Tutto ciò ha fatto nascere dubbi sul fatto che anche un’economia avanzata possa padroneggiare la sicurezza nucleare: è questa l’eredità più pesante – per l’industria nucleare – dell’incidente giapponese. C’è un fenomeno fisico che va oltre ed al di là di tutti i sistemi di sicurezza dei quali si può orpellare un reattore nucleare: i reattori nucleari anche da spenti continuano a emanare calore. Questo è stato alla base dell’evoluzione perniciosa di incidenti come Chernobyl e Fukushima.

L’impatto in questo primo anno dell’incidente è stato la chiusura di vecchi impianti nucleari in Giappone e anche – silenziosamente – in giro per il mondo nel futuro: il rinnovo delle licenze di esercizio per allungare la vita degli impianti più anziani viene concesso con molta più difficoltà, provocando di fatto la loro uscita anticipata di scena.

Riandiamo per un attimo alla situazione di un anno fa: esplosioni continue minacciavano di danneggiare e provocare un cedimento del contenitore primario di cemento. Tutta la radioattività ivi contenuta rischiava di trovarsi in condizioni di rilasciabilità, anche a causa del fatto che le strutture interne al reattore si erano fuse parzialmente, diventano esse stesse fonte di radiazioni.

Ci sono stati due aspetti di rischio davvero terribile che abbiamo corso e di cui siamo stati muti e trepidi spettatori: da una parte, c’è stata una fusione parziale del nocciolo nei reattori. Crescendo la temperatura, tutti i materiali possono liquefarsi, perdendo quindi la loro integrità fisica e rilasciando all’interno del contenitore primario molta radioattività. Dall’altra parte, salendo la temperatura si ha una reazione chimica fra lo zirconio, la camicia dentro cui le barre di combustibile sono alloggiate e l’acqua, il che produce ossido di zirconio e idrogeno. L’idrogeno è un esplosivo e ha dato luogo agli scoppi a cui abbiamo assistito incrociando le dita e sperando nella robustezza delle strutture. Queste esplosioni, infatti, oltre a danneggiare le strutture interne del reattore, riducendolo a un rottame, potevano anche compromettere l’integrità dell’ultima barriera, quella a cui tutti abbiamo appunto guardato con speranza e apprensione: il contenitore primario in cemento, quella enorme struttura semisferica o quasi che si vede da lontano e che caratterizza le centrali.
++++++++
ESERCIZIO: Ricopia il passo del testo sull'incidente di Fukushima: parti dalle parole "Riandiamo per un" e fermati dopo le parole "fonte di radiazioni.". Per questo lavoro i record non servono.
++++++++
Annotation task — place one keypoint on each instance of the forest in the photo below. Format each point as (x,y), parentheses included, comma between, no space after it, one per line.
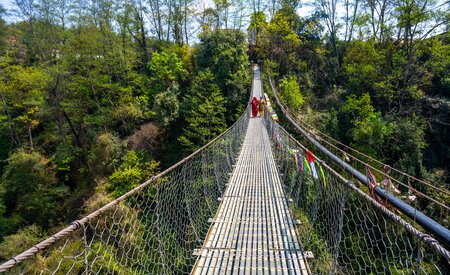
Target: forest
(98,96)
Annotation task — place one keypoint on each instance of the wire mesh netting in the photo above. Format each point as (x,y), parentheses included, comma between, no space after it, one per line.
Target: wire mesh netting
(347,231)
(152,229)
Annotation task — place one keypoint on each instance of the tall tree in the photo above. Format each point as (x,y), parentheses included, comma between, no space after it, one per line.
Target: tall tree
(206,112)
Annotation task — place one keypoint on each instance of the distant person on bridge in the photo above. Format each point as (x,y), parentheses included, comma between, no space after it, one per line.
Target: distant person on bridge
(262,104)
(255,106)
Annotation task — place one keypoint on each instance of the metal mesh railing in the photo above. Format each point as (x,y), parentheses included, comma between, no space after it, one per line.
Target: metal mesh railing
(152,229)
(347,231)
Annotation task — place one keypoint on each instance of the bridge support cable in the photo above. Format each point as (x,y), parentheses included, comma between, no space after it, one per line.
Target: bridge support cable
(253,232)
(348,231)
(152,229)
(429,224)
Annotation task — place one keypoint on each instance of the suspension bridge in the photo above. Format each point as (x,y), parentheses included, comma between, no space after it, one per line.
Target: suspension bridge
(252,201)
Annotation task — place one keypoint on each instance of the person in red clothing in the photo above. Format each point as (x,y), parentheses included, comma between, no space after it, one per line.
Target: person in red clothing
(255,107)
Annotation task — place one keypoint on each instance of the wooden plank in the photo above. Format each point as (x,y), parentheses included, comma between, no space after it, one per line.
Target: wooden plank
(252,232)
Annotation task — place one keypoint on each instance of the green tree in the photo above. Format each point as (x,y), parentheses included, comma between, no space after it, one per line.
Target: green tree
(205,112)
(223,52)
(167,105)
(362,126)
(290,92)
(22,91)
(32,193)
(134,170)
(165,69)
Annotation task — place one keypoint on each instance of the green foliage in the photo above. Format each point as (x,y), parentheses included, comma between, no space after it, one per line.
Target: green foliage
(16,243)
(362,66)
(22,93)
(206,112)
(167,105)
(290,92)
(106,154)
(134,170)
(31,191)
(368,130)
(223,52)
(166,68)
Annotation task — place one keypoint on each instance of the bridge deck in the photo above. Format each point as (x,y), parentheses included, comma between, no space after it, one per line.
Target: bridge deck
(252,232)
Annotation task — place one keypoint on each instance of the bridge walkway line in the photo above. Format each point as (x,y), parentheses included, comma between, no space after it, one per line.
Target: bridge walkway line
(252,232)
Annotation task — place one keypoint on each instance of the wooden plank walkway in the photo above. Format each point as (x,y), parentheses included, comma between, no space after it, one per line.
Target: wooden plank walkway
(252,232)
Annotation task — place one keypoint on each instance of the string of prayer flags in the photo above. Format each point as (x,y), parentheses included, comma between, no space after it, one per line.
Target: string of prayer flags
(307,163)
(300,162)
(311,160)
(323,175)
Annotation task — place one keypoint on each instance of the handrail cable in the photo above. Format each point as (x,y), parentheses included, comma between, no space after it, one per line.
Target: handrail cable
(409,187)
(409,227)
(361,153)
(81,222)
(410,211)
(376,169)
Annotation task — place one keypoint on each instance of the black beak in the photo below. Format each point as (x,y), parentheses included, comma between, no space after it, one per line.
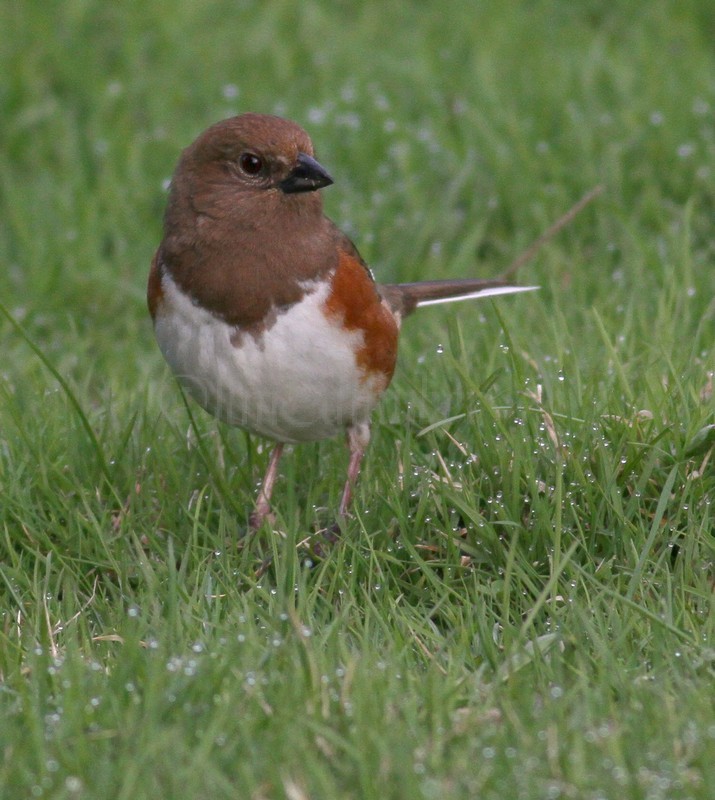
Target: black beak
++++++++
RISPOSTA CORRETTA:
Riandiamo per un attimo alla situazione di un anno fa: esplosioni continue minacciavano di danneggiare e provocare un cedimento del contenitore primario di cemento. Tutta la radioattività ivi contenuta rischiava di trovarsi in condizioni di rilasciabilità, anche a causa del fatto che le strutture interne al reattore si erano fuse parzialmente, diventano esse stesse fonte di radiazioni.